----- STORED RECORDS

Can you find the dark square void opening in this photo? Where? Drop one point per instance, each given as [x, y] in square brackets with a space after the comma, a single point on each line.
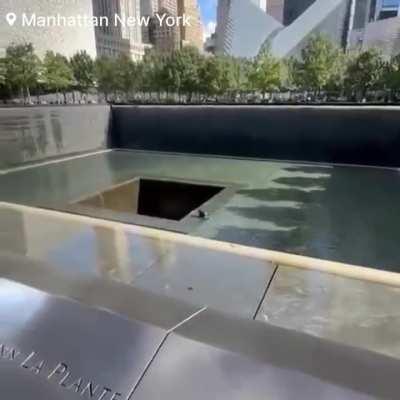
[154, 198]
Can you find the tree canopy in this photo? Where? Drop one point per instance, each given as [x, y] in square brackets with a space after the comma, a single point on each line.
[321, 69]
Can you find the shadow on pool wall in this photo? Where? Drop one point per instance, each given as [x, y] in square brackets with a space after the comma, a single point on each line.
[32, 134]
[349, 135]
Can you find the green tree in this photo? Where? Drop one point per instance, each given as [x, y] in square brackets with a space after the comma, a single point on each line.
[83, 70]
[266, 73]
[216, 76]
[318, 64]
[240, 72]
[392, 77]
[125, 75]
[106, 79]
[22, 69]
[3, 75]
[188, 64]
[57, 73]
[152, 70]
[364, 73]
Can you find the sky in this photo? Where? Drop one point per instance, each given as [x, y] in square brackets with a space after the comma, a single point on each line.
[208, 11]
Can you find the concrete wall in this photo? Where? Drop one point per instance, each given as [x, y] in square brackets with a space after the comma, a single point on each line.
[38, 133]
[352, 135]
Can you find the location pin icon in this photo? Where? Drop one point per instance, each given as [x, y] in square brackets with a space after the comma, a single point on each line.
[11, 18]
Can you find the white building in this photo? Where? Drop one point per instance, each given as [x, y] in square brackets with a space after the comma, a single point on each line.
[327, 17]
[131, 9]
[382, 35]
[242, 27]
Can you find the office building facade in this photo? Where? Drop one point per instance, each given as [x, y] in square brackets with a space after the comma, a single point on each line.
[109, 39]
[276, 9]
[293, 9]
[191, 35]
[242, 27]
[131, 9]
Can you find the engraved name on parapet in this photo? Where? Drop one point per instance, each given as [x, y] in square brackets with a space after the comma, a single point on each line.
[58, 373]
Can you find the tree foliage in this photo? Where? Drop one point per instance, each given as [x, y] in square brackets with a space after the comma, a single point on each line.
[318, 64]
[266, 73]
[322, 70]
[365, 72]
[83, 70]
[57, 73]
[23, 68]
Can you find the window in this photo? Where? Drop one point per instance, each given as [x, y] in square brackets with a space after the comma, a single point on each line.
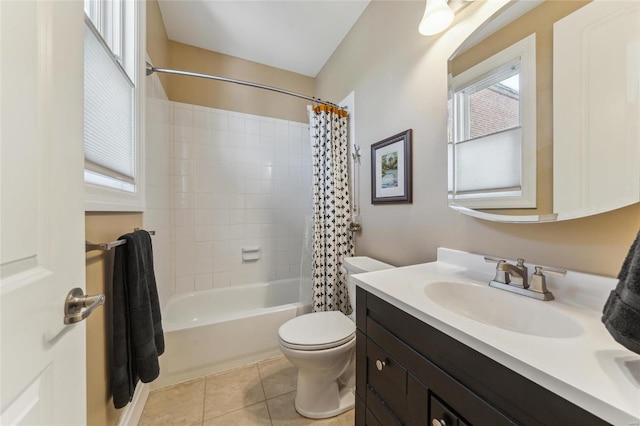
[112, 103]
[492, 131]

----------

» EXERCISE
Rewrite the records from the line with "Can you find the sky" through the end of the records, changing "concrete wall" to "stone wall" and keeping everything else the same. Leave the pictures out of your answer.

» EXPECTED ANSWER
Can you find the sky in this photo? Where? Drop one point per instance, each given as [x, y] in square brackets with a space after the comma, a single point on each line.
[208, 11]
Can you find the stone wall in this photo? Where? Drop one point per instance, each given as [x, y] in square brackets with a space after the comma, a single point on each line.
[38, 133]
[352, 135]
Can you find the location pin icon in this photo? Where? Drop one point per instance, each given as [x, y] in square brackets with a space after the comma, a single point on each line.
[11, 18]
Can you find the white building in this photo? Where? Drop one point per instance, each given as [x, y] in square brackets with a space after the comma, a single point on each line.
[327, 17]
[131, 9]
[382, 35]
[242, 27]
Can you find the office building facade in this photo? Where? Drop one point per instance, each given as [x, y] in square brackets with a space after the comma, a single point on each line.
[109, 39]
[276, 9]
[293, 9]
[191, 35]
[242, 27]
[131, 9]
Can you find the engraved name on parapet in this photo? Where? Drop one point per instance, each given as [x, y] in square brackets with a space after the comma, a single point on each line.
[58, 373]
Can you find the tree foliage in this photo? Where? Drop one point per instance, each given as [x, y] in square brackets with a space after the comma, a single point on each line.
[318, 64]
[266, 73]
[322, 70]
[365, 72]
[83, 70]
[57, 73]
[23, 68]
Can you find the window in this photo? Where? Drop one point per instance, each given as [x, y] in square brackets with a space after the comma, a single point on each line.
[112, 103]
[492, 131]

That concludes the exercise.